## WORK TO COMPLETE
The listing must be reproduced in full, exactly as it stands.
---*---
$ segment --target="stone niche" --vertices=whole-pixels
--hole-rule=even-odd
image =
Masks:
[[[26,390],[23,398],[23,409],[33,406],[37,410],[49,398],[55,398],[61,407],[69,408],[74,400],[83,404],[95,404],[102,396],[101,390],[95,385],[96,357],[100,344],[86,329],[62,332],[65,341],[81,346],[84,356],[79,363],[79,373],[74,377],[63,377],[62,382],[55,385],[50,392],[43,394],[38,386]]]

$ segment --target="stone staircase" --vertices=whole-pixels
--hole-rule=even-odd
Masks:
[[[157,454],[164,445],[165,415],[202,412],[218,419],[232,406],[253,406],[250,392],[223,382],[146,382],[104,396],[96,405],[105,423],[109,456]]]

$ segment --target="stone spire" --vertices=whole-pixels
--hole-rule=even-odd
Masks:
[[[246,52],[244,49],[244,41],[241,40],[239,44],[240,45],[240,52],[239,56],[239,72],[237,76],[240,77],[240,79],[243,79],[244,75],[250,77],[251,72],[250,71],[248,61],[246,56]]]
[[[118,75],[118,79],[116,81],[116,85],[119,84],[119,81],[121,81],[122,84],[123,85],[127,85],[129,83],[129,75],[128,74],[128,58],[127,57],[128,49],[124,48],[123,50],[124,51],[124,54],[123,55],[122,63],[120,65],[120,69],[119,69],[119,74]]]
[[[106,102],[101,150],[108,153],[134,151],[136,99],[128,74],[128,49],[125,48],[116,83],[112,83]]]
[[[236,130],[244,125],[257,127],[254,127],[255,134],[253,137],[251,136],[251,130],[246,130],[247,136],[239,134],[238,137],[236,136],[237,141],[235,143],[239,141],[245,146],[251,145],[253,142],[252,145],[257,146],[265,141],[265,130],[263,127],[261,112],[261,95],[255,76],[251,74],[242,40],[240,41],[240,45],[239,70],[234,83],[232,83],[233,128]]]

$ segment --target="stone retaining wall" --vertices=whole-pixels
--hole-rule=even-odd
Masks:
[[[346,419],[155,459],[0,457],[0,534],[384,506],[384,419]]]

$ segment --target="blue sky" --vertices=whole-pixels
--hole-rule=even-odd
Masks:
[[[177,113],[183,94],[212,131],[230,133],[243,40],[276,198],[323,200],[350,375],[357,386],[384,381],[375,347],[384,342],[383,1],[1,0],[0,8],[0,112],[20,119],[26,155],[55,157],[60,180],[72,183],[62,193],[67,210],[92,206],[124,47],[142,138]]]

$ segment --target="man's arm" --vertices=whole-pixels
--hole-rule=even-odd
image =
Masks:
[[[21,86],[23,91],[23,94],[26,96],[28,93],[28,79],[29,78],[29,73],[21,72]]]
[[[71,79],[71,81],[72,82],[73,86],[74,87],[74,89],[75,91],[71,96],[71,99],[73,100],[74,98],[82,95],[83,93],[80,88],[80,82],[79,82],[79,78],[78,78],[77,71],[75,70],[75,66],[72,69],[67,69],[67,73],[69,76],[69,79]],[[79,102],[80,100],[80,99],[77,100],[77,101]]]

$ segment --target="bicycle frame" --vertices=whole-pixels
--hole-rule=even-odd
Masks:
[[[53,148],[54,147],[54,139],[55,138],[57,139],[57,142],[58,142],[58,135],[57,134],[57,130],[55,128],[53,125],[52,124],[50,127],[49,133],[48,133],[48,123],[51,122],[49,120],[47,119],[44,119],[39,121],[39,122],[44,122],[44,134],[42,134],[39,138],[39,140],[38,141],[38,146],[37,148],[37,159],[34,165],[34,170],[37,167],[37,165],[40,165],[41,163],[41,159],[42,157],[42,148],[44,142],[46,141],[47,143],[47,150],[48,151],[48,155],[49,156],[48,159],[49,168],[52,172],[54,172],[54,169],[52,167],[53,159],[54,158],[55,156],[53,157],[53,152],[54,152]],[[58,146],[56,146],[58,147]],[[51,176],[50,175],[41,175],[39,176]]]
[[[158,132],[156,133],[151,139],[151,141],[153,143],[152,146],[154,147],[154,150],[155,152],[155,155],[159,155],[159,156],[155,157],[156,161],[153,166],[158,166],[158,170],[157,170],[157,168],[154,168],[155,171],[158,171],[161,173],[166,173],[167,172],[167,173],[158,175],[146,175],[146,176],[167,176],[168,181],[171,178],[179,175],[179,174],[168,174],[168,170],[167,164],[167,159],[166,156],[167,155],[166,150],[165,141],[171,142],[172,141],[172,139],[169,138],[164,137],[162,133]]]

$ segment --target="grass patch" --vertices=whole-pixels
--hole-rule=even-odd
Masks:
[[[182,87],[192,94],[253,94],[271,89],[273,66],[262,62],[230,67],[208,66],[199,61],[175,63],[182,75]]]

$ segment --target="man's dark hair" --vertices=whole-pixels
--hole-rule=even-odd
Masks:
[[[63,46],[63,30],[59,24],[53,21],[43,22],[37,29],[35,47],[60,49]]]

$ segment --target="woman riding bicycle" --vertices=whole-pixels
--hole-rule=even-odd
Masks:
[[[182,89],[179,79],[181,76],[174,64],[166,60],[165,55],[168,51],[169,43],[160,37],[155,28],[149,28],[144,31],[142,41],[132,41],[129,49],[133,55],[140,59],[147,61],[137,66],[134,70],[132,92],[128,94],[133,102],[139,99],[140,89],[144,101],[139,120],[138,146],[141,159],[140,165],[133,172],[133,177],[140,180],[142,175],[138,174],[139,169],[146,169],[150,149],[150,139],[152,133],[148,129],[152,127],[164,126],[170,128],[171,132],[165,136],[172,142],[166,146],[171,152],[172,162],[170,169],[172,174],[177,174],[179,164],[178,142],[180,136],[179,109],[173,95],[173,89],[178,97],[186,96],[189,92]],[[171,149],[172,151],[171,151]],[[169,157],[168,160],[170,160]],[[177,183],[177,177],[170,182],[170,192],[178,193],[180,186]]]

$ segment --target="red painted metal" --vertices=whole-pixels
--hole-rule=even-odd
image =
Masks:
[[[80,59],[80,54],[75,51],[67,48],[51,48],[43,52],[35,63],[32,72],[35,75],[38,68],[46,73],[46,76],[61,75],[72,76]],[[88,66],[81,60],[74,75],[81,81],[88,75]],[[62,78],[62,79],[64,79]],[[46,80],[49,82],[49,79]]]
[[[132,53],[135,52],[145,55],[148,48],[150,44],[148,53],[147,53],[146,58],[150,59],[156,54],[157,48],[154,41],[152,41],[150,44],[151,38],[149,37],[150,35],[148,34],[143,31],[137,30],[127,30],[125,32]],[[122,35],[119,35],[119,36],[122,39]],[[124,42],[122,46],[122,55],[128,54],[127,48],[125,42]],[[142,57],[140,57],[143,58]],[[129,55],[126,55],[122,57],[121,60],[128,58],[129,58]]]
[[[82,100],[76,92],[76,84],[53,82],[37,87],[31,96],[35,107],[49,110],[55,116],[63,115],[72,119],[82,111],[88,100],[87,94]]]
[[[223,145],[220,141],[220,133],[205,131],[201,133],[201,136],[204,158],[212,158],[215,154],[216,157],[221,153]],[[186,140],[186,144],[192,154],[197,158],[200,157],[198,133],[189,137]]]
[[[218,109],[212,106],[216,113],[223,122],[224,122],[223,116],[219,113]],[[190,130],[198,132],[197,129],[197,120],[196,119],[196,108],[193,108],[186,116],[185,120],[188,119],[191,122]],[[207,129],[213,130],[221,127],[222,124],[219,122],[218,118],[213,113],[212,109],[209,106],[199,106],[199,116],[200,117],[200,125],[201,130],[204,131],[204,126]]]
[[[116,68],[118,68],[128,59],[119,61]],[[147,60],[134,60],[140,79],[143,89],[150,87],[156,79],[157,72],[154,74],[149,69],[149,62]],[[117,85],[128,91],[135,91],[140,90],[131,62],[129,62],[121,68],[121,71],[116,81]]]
---*---
## EXPECTED ANSWER
$ segment --target="stone niche" --vertices=whole-pixels
--hole-rule=even-odd
image =
Masks:
[[[26,390],[23,398],[23,409],[33,406],[37,410],[49,398],[55,398],[61,407],[69,408],[74,400],[83,404],[95,404],[102,396],[101,390],[95,385],[96,357],[100,344],[86,329],[62,332],[65,341],[81,346],[84,356],[79,363],[79,373],[74,377],[63,377],[62,382],[55,385],[50,392],[43,394],[38,386]]]

$ segment --target="stone staircase" --vertices=whole-pixels
--hole-rule=even-odd
Masks:
[[[157,454],[164,445],[165,415],[202,412],[218,419],[232,406],[253,406],[250,392],[223,382],[146,382],[104,396],[96,405],[105,423],[109,456]]]

$ segment --target="stone spire" --vertices=whole-pixels
--hole-rule=even-odd
Masks:
[[[246,52],[244,49],[244,41],[241,40],[239,44],[240,45],[240,52],[239,56],[239,72],[237,76],[240,77],[240,79],[243,79],[244,75],[250,77],[251,72],[250,71],[248,61],[246,56]]]
[[[118,75],[118,79],[116,81],[116,85],[119,84],[119,81],[121,81],[122,84],[123,85],[127,85],[129,83],[129,75],[128,74],[128,58],[127,57],[128,49],[124,48],[123,50],[124,51],[124,54],[123,55],[122,63],[120,65],[120,69],[119,69],[119,74]]]
[[[106,102],[101,150],[108,153],[134,151],[136,99],[128,74],[128,49],[125,48],[116,83],[112,83]]]
[[[236,130],[244,125],[257,127],[254,127],[255,134],[253,137],[251,136],[251,130],[246,130],[247,136],[239,134],[238,137],[236,136],[237,141],[235,143],[239,141],[245,146],[251,145],[253,142],[252,145],[257,146],[265,141],[265,130],[263,127],[261,112],[261,95],[255,76],[251,74],[242,40],[240,41],[240,45],[239,70],[234,83],[232,83],[233,128]]]

$ segment --target="stone retaining wall" --vertices=whole-pixels
--hole-rule=even-odd
Masks:
[[[346,419],[155,459],[0,457],[0,534],[384,506],[384,419]]]

$ segment --target="blue sky" --vertices=whole-pixels
--hole-rule=even-odd
Masks:
[[[177,113],[183,94],[212,131],[230,133],[243,40],[276,198],[323,200],[350,375],[357,386],[384,381],[375,347],[384,342],[383,1],[1,0],[0,8],[0,112],[20,119],[26,155],[55,157],[60,180],[72,183],[62,193],[67,210],[92,206],[124,47],[142,138]]]

$ segment --target="man's arm" --vertices=whole-pixels
--hole-rule=even-odd
image =
Masks:
[[[21,86],[23,91],[23,94],[26,96],[28,93],[28,79],[29,78],[29,73],[21,72]]]
[[[71,79],[71,81],[72,82],[73,86],[74,87],[74,89],[75,91],[71,96],[71,99],[73,100],[74,98],[82,95],[83,93],[80,88],[80,82],[79,82],[79,78],[78,78],[77,71],[75,70],[75,66],[72,69],[67,69],[67,73],[69,76],[69,79]],[[79,102],[80,100],[80,99],[77,100],[77,101]]]

$ segment --target="bicycle frame" --vertices=whole-pixels
--hole-rule=even-odd
Masks:
[[[53,148],[54,147],[54,139],[55,138],[57,139],[57,142],[58,142],[58,135],[57,134],[57,130],[55,128],[53,125],[52,124],[50,127],[49,133],[48,133],[48,123],[51,122],[49,120],[47,119],[44,119],[39,121],[39,122],[44,122],[44,134],[42,134],[39,138],[39,140],[38,141],[38,146],[37,148],[37,159],[34,165],[34,170],[37,167],[37,165],[40,165],[41,163],[41,159],[42,157],[42,148],[44,142],[46,141],[47,143],[47,150],[48,151],[48,155],[49,156],[48,159],[49,168],[52,172],[54,172],[54,169],[52,167],[53,159],[54,158],[55,156],[53,157],[53,152],[54,152]],[[58,146],[56,146],[58,147]],[[51,176],[50,175],[41,175],[39,176]]]
[[[158,132],[156,133],[151,139],[151,141],[153,143],[152,146],[154,147],[154,150],[155,152],[155,155],[159,155],[159,156],[155,157],[156,161],[153,166],[158,166],[158,170],[157,170],[157,168],[154,168],[155,171],[158,171],[161,173],[166,173],[167,172],[167,173],[158,175],[146,175],[146,176],[167,176],[168,181],[171,178],[179,175],[179,174],[168,174],[168,170],[167,164],[167,159],[166,156],[167,155],[166,150],[165,141],[171,142],[172,141],[172,139],[169,138],[164,137],[162,133]]]

$ segment --target="grass patch" --vertices=whole-pixels
--hole-rule=even-odd
Masks:
[[[182,87],[192,94],[253,94],[271,89],[273,66],[262,62],[230,67],[208,66],[199,61],[175,63],[182,75]]]

$ segment --target="man's dark hair" --vertices=whole-pixels
--hole-rule=even-odd
Masks:
[[[63,46],[63,30],[59,24],[53,21],[43,22],[37,29],[35,47],[60,49]]]

$ segment --target="woman riding bicycle" --vertices=whole-pixels
--hole-rule=even-odd
Masks:
[[[182,89],[179,79],[181,76],[174,64],[166,60],[165,55],[168,51],[169,43],[160,37],[155,28],[149,28],[144,31],[142,41],[132,41],[129,49],[133,55],[140,59],[147,61],[137,66],[134,70],[132,92],[128,94],[133,102],[139,99],[140,89],[144,101],[139,120],[138,146],[141,159],[140,165],[133,172],[133,177],[140,180],[142,175],[138,174],[139,169],[146,169],[150,149],[150,139],[152,133],[148,129],[152,127],[164,126],[170,128],[171,132],[165,136],[172,142],[166,146],[171,152],[172,162],[170,169],[172,174],[177,174],[179,164],[178,142],[180,136],[179,109],[173,95],[173,89],[178,97],[186,96],[189,92]],[[171,149],[172,151],[171,151]],[[169,157],[168,160],[170,160]],[[177,183],[177,177],[170,182],[170,192],[178,193],[180,186]]]

$ segment --target="red painted metal" --vertices=whole-pixels
--hole-rule=even-odd
image =
Masks:
[[[80,59],[80,54],[75,51],[67,48],[51,48],[43,52],[35,63],[32,72],[35,75],[38,68],[46,73],[46,76],[61,75],[72,76]],[[88,66],[81,60],[74,75],[81,81],[88,75]],[[62,78],[62,79],[64,79]],[[46,80],[49,82],[49,79]]]
[[[132,53],[135,52],[145,55],[148,48],[150,44],[148,53],[147,53],[146,58],[150,59],[156,54],[157,48],[154,41],[152,41],[150,44],[151,38],[149,37],[150,35],[148,34],[143,31],[137,30],[127,30],[125,32]],[[122,35],[119,35],[119,36],[122,39]],[[124,42],[122,46],[122,55],[128,54],[127,48],[125,42]],[[142,57],[140,57],[143,58]],[[129,55],[126,55],[122,57],[121,60],[128,58],[129,58]]]
[[[82,100],[76,92],[76,84],[53,82],[37,87],[31,96],[35,107],[49,110],[55,116],[63,115],[72,119],[82,111],[88,100],[87,94]]]
[[[223,145],[220,141],[220,133],[205,131],[201,133],[201,136],[204,158],[212,158],[215,154],[216,157],[221,153]],[[186,140],[186,144],[192,154],[197,158],[200,157],[198,133],[189,137]]]
[[[218,109],[212,106],[216,113],[223,122],[224,122],[223,116],[219,113]],[[190,130],[198,132],[197,129],[197,120],[196,119],[196,108],[193,108],[186,116],[185,120],[188,119],[191,122]],[[207,129],[213,130],[221,127],[222,124],[219,122],[218,118],[213,113],[212,109],[209,106],[199,106],[199,116],[200,117],[200,125],[201,130],[204,131],[204,126]]]
[[[116,68],[118,68],[128,59],[119,61]],[[147,60],[134,60],[140,79],[143,89],[150,87],[156,79],[157,72],[154,74],[149,69],[149,62]],[[117,85],[128,91],[135,91],[140,90],[131,62],[129,62],[121,68],[121,71],[116,81]]]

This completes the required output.